Tarefa 1:
Cite o trecho do texto sobre o velho do rio Garças que vai de "O velho do rio" até "que não vem.", inclusive.

Texto fornecido:
——————
O velho do rio Garças
Antes
mesmo dos primeiros raios do sol ‘seo’ Alcides Silvino da Conceição
mergulha nas águas limpas do rio Garças, que passa ficando. “Este é o
meu rio”, comenta com um sorriso banguela. Após o banho caminha lento
ladeira acima até o barraco onde mora, à beira da estrada poeirenta nas
imediações de Tesouro. Com a mão esquerda ‘passa’ o café no coador de
pano. Bebe duas canecas lentamente. Quebra o torto com carne-de-sol,
arroz, feijão e farinha de mandioca. Repete os cafezinhos. Pega a trilha
e, 200 metros depois, está no Travessão Ximberlim, onde ganha o pão e
se ilude à espera da danada bamburra que não vem.
‘Seo’
Alcides é bem mais moço que Satu. Tem 75 anos e a saúde é abalada. Uma
cascavel picou seu pulso direito há 30 anos. Desde então tem a mão
‘lerda’. Para complicar não enxerga mais do olho direito. Sozinho no
mundo, tem somente a benção do Senhor Bom Jesus da Lapa, que não nega
proteção ao garimpeiro.
——————
Trechos da listagem:

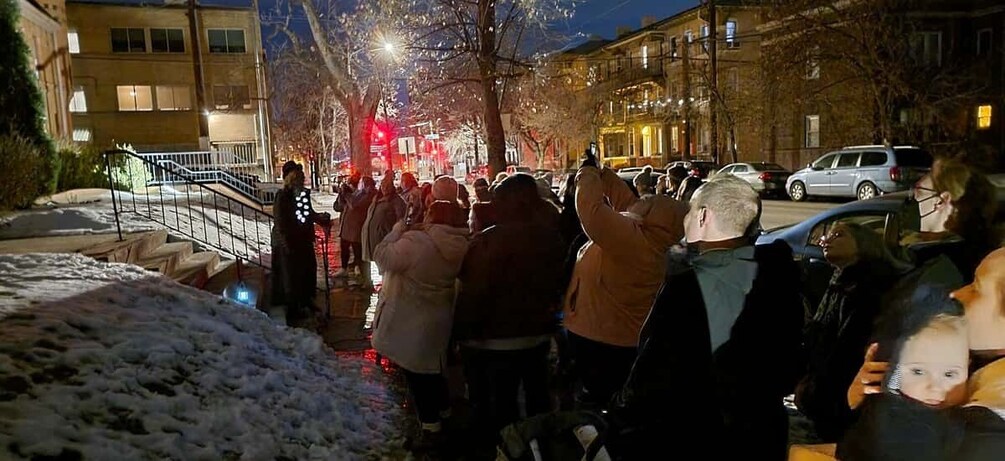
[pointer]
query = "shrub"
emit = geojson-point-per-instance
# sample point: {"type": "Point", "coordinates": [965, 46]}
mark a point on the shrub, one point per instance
——————
Tarefa 2:
Imprima de novo a listagem inteira, linha por linha e sem nenhuma mudança, deixando as imagens fora da resposta.

Resultado 1:
O velho do rio Garças
Antes
mesmo dos primeiros raios do sol ‘seo’ Alcides Silvino da Conceição
mergulha nas águas limpas do rio Garças, que passa ficando. “Este é o
meu rio”, comenta com um sorriso banguela. Após o banho caminha lento
ladeira acima até o barraco onde mora, à beira da estrada poeirenta nas
imediações de Tesouro. Com a mão esquerda ‘passa’ o café no coador de
pano. Bebe duas canecas lentamente. Quebra o torto com carne-de-sol,
arroz, feijão e farinha de mandioca. Repete os cafezinhos. Pega a trilha
e, 200 metros depois, está no Travessão Ximberlim, onde ganha o pão e
se ilude à espera da danada bamburra que não vem.

Resultado 2:
[pointer]
query = "shrub"
emit = geojson-point-per-instance
# sample point: {"type": "Point", "coordinates": [965, 46]}
mark a point on the shrub, one point per instance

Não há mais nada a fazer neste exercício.